*** Available records

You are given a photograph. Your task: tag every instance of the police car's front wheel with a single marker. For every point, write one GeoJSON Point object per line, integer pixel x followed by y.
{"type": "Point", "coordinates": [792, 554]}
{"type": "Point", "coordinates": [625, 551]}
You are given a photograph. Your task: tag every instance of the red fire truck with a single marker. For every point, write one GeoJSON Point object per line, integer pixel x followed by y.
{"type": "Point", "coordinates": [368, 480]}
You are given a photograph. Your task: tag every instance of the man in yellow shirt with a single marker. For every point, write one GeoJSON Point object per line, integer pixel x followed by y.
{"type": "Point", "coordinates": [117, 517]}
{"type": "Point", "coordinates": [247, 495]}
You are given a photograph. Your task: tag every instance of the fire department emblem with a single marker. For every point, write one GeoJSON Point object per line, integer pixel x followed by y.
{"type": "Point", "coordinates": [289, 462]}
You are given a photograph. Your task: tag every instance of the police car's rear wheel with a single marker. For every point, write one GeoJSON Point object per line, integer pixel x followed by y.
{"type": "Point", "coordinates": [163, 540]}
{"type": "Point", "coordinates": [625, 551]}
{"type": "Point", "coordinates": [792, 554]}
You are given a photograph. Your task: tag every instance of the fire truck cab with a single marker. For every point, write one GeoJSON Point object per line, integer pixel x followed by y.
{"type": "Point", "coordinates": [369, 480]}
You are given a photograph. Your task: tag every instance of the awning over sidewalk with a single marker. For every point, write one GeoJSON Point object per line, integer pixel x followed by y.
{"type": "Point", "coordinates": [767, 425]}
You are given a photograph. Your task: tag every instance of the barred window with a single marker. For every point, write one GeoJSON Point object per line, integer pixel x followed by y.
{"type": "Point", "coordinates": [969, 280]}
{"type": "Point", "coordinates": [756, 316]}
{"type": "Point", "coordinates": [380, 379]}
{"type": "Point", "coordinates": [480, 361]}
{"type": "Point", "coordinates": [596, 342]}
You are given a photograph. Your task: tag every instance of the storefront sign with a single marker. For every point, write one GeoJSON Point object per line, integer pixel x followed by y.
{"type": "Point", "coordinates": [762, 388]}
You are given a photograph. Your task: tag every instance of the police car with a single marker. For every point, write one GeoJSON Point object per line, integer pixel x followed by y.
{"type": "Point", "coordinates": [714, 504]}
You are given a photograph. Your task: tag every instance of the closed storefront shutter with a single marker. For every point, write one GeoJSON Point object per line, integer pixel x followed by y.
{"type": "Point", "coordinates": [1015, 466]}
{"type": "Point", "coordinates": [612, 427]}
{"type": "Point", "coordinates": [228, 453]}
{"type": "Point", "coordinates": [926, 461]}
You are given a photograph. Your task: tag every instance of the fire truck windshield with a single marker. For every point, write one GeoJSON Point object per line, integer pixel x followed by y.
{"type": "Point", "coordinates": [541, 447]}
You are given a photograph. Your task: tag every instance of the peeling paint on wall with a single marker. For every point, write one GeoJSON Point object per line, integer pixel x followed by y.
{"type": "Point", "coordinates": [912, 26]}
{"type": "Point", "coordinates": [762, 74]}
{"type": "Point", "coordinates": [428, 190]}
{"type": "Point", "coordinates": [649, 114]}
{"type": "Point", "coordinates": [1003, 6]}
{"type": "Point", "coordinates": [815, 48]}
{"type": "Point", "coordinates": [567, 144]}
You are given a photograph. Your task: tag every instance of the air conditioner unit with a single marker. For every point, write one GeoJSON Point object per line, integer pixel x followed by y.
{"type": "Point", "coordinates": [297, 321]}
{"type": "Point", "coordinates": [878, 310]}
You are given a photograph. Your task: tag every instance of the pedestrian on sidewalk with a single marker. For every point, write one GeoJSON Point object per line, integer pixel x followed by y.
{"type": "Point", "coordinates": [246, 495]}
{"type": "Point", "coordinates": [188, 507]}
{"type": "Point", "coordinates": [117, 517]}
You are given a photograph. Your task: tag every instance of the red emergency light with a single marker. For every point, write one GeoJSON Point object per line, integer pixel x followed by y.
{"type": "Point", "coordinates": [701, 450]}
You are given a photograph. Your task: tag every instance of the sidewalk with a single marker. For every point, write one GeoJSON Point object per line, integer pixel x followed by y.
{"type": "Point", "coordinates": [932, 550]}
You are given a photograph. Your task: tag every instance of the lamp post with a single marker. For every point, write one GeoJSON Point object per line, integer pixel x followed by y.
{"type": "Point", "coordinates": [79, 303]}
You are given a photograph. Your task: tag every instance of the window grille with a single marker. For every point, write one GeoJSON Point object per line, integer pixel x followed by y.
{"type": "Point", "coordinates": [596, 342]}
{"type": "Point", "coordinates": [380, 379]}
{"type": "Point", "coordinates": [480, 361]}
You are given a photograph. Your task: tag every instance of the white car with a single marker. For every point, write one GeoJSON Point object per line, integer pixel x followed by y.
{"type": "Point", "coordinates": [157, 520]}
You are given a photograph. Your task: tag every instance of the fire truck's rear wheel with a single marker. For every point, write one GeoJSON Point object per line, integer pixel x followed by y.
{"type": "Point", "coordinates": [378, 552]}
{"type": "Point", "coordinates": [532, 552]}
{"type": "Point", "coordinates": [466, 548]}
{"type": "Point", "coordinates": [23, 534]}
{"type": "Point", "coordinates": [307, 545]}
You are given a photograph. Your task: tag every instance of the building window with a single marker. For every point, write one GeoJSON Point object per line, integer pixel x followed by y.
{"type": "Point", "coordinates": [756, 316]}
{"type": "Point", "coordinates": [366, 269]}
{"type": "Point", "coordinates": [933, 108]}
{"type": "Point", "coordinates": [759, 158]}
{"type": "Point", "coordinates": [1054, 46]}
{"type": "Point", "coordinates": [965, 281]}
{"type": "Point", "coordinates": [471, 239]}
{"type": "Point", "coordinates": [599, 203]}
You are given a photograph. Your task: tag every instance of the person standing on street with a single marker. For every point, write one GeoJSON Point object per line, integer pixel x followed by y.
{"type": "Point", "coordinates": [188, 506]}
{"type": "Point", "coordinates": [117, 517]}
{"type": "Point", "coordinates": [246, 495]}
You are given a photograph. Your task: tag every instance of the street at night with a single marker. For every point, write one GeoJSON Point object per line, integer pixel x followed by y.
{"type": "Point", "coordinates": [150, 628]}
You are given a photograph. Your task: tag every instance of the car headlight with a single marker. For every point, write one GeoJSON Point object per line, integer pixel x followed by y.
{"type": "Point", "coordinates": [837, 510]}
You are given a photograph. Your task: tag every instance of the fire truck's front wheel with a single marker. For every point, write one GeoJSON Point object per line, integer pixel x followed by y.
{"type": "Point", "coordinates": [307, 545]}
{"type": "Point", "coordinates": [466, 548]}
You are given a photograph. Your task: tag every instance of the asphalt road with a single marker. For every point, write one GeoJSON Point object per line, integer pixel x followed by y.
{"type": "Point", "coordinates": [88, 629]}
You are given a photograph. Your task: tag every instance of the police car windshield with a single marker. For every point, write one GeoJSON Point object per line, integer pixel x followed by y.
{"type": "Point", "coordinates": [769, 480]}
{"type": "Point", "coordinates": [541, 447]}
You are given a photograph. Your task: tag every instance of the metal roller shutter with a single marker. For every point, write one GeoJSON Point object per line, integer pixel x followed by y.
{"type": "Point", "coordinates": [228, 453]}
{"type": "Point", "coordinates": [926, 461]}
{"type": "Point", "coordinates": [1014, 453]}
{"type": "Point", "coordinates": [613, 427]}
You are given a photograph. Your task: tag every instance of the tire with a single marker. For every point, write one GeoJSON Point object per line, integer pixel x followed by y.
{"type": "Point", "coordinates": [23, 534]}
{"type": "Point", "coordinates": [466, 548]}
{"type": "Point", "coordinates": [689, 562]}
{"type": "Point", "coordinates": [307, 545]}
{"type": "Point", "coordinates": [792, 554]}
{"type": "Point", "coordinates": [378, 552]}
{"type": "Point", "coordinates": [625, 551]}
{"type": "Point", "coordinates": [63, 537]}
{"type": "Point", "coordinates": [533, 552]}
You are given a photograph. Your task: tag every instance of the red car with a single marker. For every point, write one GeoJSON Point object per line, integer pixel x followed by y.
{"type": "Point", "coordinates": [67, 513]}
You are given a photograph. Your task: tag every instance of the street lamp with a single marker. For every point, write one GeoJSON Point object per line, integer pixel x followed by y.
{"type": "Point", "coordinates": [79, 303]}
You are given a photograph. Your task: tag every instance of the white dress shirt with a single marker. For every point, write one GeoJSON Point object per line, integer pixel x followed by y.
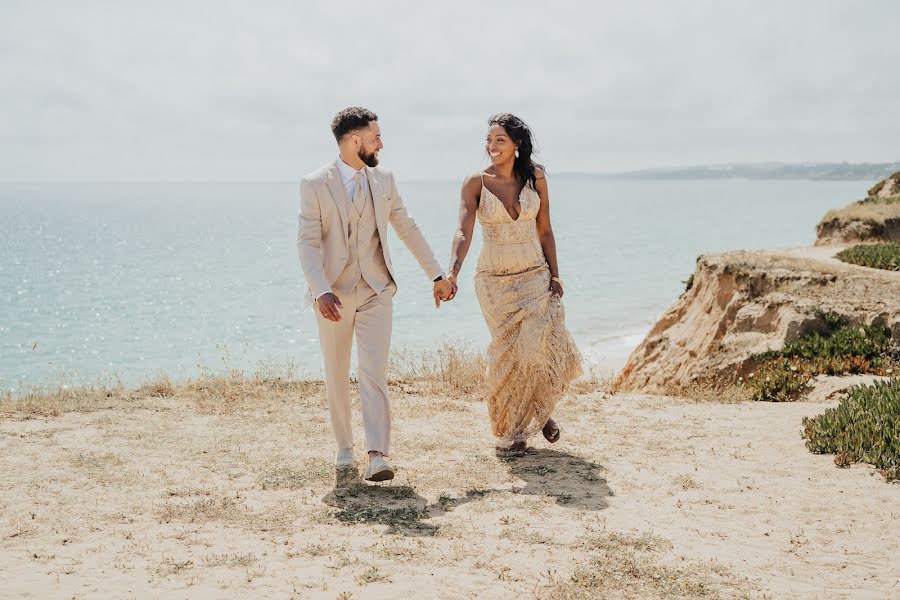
{"type": "Point", "coordinates": [347, 174]}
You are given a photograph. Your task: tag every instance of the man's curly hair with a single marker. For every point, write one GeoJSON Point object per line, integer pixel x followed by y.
{"type": "Point", "coordinates": [350, 119]}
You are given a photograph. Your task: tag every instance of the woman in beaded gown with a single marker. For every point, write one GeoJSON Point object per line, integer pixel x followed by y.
{"type": "Point", "coordinates": [531, 357]}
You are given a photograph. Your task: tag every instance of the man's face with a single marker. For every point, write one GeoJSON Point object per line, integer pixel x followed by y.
{"type": "Point", "coordinates": [369, 143]}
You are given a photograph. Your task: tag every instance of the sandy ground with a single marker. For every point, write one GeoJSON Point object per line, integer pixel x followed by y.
{"type": "Point", "coordinates": [644, 497]}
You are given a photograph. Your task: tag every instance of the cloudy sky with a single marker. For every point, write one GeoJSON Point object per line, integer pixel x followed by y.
{"type": "Point", "coordinates": [245, 91]}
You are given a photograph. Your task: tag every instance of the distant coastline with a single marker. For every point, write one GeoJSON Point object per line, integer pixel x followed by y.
{"type": "Point", "coordinates": [842, 171]}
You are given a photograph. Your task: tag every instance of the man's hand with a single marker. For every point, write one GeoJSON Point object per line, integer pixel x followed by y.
{"type": "Point", "coordinates": [329, 305]}
{"type": "Point", "coordinates": [454, 289]}
{"type": "Point", "coordinates": [442, 291]}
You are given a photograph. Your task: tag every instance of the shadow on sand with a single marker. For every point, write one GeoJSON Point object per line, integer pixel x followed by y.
{"type": "Point", "coordinates": [571, 480]}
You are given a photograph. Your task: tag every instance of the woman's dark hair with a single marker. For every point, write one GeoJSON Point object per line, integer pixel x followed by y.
{"type": "Point", "coordinates": [351, 119]}
{"type": "Point", "coordinates": [521, 135]}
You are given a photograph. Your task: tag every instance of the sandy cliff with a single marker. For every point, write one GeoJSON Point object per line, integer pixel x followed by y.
{"type": "Point", "coordinates": [742, 303]}
{"type": "Point", "coordinates": [874, 219]}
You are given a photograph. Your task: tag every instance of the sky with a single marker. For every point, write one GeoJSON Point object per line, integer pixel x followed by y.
{"type": "Point", "coordinates": [240, 91]}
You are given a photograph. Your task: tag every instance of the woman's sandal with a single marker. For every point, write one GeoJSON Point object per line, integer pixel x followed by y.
{"type": "Point", "coordinates": [551, 431]}
{"type": "Point", "coordinates": [518, 449]}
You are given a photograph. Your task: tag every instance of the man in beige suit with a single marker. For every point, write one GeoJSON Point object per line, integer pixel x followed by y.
{"type": "Point", "coordinates": [345, 208]}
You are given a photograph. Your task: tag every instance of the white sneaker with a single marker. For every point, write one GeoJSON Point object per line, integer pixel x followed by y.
{"type": "Point", "coordinates": [344, 458]}
{"type": "Point", "coordinates": [379, 469]}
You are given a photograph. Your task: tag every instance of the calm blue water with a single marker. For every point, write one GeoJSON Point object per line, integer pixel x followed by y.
{"type": "Point", "coordinates": [136, 278]}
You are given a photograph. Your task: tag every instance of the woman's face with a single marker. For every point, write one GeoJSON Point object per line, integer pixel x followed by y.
{"type": "Point", "coordinates": [499, 146]}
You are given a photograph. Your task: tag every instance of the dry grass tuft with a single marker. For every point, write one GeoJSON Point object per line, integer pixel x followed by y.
{"type": "Point", "coordinates": [315, 471]}
{"type": "Point", "coordinates": [202, 511]}
{"type": "Point", "coordinates": [707, 391]}
{"type": "Point", "coordinates": [624, 566]}
{"type": "Point", "coordinates": [45, 402]}
{"type": "Point", "coordinates": [596, 379]}
{"type": "Point", "coordinates": [161, 387]}
{"type": "Point", "coordinates": [452, 370]}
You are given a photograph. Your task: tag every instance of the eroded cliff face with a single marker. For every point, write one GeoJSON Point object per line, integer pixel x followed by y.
{"type": "Point", "coordinates": [743, 303]}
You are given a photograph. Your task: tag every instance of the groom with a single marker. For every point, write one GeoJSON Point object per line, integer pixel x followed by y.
{"type": "Point", "coordinates": [345, 208]}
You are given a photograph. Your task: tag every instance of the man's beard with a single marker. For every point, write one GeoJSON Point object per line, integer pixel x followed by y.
{"type": "Point", "coordinates": [370, 159]}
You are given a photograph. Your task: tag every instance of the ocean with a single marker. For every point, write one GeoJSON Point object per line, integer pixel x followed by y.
{"type": "Point", "coordinates": [127, 280]}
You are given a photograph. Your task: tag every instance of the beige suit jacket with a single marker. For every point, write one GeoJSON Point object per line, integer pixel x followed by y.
{"type": "Point", "coordinates": [323, 226]}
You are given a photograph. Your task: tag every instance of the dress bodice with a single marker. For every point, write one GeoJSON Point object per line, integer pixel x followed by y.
{"type": "Point", "coordinates": [509, 245]}
{"type": "Point", "coordinates": [497, 224]}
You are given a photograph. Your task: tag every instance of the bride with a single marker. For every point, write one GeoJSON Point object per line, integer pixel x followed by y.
{"type": "Point", "coordinates": [532, 357]}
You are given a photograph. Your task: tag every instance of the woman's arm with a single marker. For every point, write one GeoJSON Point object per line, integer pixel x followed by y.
{"type": "Point", "coordinates": [545, 231]}
{"type": "Point", "coordinates": [462, 239]}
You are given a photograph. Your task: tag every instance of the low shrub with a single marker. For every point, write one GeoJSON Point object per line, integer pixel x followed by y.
{"type": "Point", "coordinates": [839, 349]}
{"type": "Point", "coordinates": [864, 427]}
{"type": "Point", "coordinates": [878, 256]}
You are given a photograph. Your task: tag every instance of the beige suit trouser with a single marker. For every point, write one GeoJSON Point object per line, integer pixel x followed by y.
{"type": "Point", "coordinates": [369, 315]}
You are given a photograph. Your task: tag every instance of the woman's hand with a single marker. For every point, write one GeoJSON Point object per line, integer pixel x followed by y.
{"type": "Point", "coordinates": [455, 288]}
{"type": "Point", "coordinates": [556, 288]}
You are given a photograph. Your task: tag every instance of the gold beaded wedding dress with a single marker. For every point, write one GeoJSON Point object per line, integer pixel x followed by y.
{"type": "Point", "coordinates": [532, 357]}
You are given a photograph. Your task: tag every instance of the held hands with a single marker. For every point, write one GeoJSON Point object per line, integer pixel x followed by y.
{"type": "Point", "coordinates": [444, 290]}
{"type": "Point", "coordinates": [556, 287]}
{"type": "Point", "coordinates": [329, 305]}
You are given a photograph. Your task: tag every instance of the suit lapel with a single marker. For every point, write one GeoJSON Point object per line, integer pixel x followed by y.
{"type": "Point", "coordinates": [339, 195]}
{"type": "Point", "coordinates": [378, 200]}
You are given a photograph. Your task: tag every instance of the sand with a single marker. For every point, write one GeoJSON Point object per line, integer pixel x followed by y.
{"type": "Point", "coordinates": [643, 497]}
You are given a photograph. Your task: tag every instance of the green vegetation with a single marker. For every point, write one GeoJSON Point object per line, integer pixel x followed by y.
{"type": "Point", "coordinates": [864, 427]}
{"type": "Point", "coordinates": [878, 256]}
{"type": "Point", "coordinates": [841, 348]}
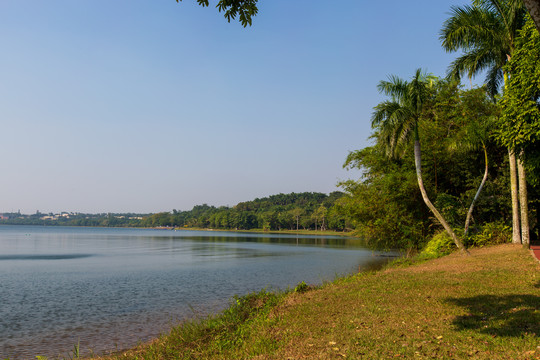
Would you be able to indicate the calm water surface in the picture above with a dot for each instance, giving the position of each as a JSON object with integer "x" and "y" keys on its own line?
{"x": 111, "y": 288}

******

▸ What is being asked: Only the lines from the one containing "of the green" through the final line of the entries belong in the copy, both ends included. Pictures stay out.

▸ Output of the task:
You are given a photograph. Your task: tag every instance of the green vegetation with a single marker. For every point, write one GeoJSON Point object per line, integer pixel x followed by y.
{"type": "Point", "coordinates": [864, 427]}
{"type": "Point", "coordinates": [878, 256]}
{"type": "Point", "coordinates": [841, 348]}
Would you be able to indicate the calm water surface in the picture above with a dot for each instance, giving the position of each as a JSON object with integer "x" and "y" keys on its own line?
{"x": 111, "y": 288}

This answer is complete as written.